**Article:**
Wednesday, December 14, 2011

Whither, If?

Although I know I will be mostly happy with the recording, the way I sounded yesterday was a wake up call that I need to make some serious fixes (I can't think what right now, as I feel I am going in the right direction technically, the problem is that it doesn't "stick" under adverse conditions) or rethink my goals.

There is no reason for me to give up singing, even if I never again want to sing anything above a G in public. There's lots of lovely church music for altos and mezzos that I can still sing well, probably for a long time.

I don't like art songs. I know there are people who love them, and I don't want to offend anyone (one thing I learned from my bad experience with the pseudonymous blog was that apparently there were instances in which I thought I was writing about my feelings - or, less often, my opinions - and other people thought I was being heavy handed and "laying down the law" so I need to tread carefully), but I find them "academic" in a way that leaves me cold. Opera appeals to my gut (it's about sex and violence, after all, with lots of cleavage permissible, even for middle aged characters and beyond) and church music appeals to my soul. I am never cerebral about music.

I also don't see myself as a musical theater singer or a cabaret singer. My mother and my partner were always at me about doing this, but it's just not my style. Now I do love musical theater and go to see it often (less so recently as I don't have a full-time salary), but other than throwing in a "legit" MT number into a concert at the end, I have no interest in singing it.

**Recorded data:**
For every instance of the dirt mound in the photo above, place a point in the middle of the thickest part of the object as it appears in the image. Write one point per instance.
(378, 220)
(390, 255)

**What is asked:** In the blog post, what does the writer say opera and church music each appeal to?

**Solution for this exercise:** Opera appeals to the writer's gut, and church music appeals to the writer's soul.